-- Source --
--- --- ---

It's that last one that helps us narrow down our list a bit. You might think that a particular movie bears the traits of a film made by Francis Ford Coppola, for example -- though Coppola has made different enough movies that he might actually fail the first test -- but "Coppolaian" or "Coppolan" just do not work as adjectives. They don't pass the sniff test. Quentin Tarantino has the same problem, though I'd argue you might break the rules a little bit and come up with a word like "Tarantonian" just to get around it. (And I think maybe some actually have. In fact, I think I have used that word before.)

On Wednesday night I watched a movie by a director who definitely does qualify in at least two of the three respects -- to be honest, I didn't think of the one I've listed as #2 until after I started writing -- which was the inspiration for this post. And after talking about him, I'll get into some others that I think we either use or should use. 

The movie was Fireworks Wednesday, the oldest movie I've seen in the directing career of Iranian master Asghar Farhadi, and seventh overall that I've seen. I've seen the last seven now -- in reverse order, that's A Hero, Everybody Knows, The Salesman, The Past, A Separation, About Elly and Fireworks Wednesday, taking us back to 2006 -- leaving only two other features I haven't seen: Beautiful City (2004) and Dancing in the Dust (2003). 

I wasn't sure at what point he found his particular voice, which I will expound on in a moment, so I thought this film from 19 years ago might be in the vein of other Iranian masters whose names you would know, like Jafar Panahi and Abbas Kiarostami, though both of those directors have films that are replete with formal challenges, while Farhadi's are not. Or maybe I just thought it would be more like the most common form of Iranian film, by any director, that we saw in this period, in which children were often the stars as a way of avoiding the scorn and potential censorship and/or retribution of the government. 

Nope. Even in Fireworks Wednesday, Farhadi was making intricate social dramas that play more like mysteries, where semantic disagreements and misunderstandings among characters lead to escalating consequences that result in (usually minor) tragedies for everyone involved. Simply put, this was Farhadi's dominant mode in all the movies listed above that I've seen -- you might say it was his only mode if that didn't sound like a criticism. With a filmmaker like Farhadi, we cherish each new instance of this and would not ask him to vary up his style in the slightest. 

So I think "Farhadian" is an adjective that should definitely enter our vernacular among cinephiles ... and even more so if there were a significant number of other directors making films like the films he makes. (Though it's possible that only in cinephile circles would his name be recognized completely out of context ... which is why I said I'm not sure if he meets criterion #2.)

Who else we got?

1) Hitchcockian - Films like this feature clever narrative suspense, interesting camera tricks, ordinary people out of their depth and possibly a cameo by the director. 

2) Spielbergian - Films like this feature a sense of childhood wonder, often set in and around suburbia, which is endangered by the mysteries of our world (or others), often supernatural in nature. 

3) Andersonian - Films like this feature a quirky ensemble of characters, often against lovingly fussy sets and backdrops, usually involving some sort of Russian nesting doll narrative structure. (Note: There is a slight risk of confusing Wes and Paul Thomas, but context should usually help sort that out -- and it also means Paul Thomas has to give up his claim to having an adjectival name, because he is just not as distinctive in style as Wes.)

--- --- ---

-- Given information --

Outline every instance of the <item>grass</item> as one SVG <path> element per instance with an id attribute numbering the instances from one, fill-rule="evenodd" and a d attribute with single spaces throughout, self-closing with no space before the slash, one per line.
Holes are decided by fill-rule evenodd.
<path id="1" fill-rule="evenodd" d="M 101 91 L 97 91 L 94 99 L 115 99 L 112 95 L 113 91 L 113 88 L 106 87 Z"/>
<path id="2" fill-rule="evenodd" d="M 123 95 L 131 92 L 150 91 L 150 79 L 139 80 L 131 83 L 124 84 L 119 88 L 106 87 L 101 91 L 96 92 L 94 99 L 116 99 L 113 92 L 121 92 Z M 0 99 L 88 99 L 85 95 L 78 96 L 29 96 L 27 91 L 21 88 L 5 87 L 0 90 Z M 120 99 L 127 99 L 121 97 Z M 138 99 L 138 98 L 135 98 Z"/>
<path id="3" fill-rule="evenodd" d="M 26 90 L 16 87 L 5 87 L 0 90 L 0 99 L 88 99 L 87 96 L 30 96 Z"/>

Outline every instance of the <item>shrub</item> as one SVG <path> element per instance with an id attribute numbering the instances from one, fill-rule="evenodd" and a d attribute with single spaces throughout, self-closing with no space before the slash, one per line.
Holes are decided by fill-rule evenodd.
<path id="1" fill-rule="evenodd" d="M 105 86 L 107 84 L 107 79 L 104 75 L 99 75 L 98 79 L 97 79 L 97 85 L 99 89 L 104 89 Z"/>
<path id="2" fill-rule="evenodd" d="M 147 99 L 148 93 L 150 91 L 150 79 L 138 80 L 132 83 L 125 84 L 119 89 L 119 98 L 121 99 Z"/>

--- --- ---

In the post about directors' names as adjectives, which two Asghar Farhadi features has the writer not yet seen? Answer from the post about directors' names as adjectives only, not from the material.

Beautiful City (2004) and Dancing in the Dust (2003).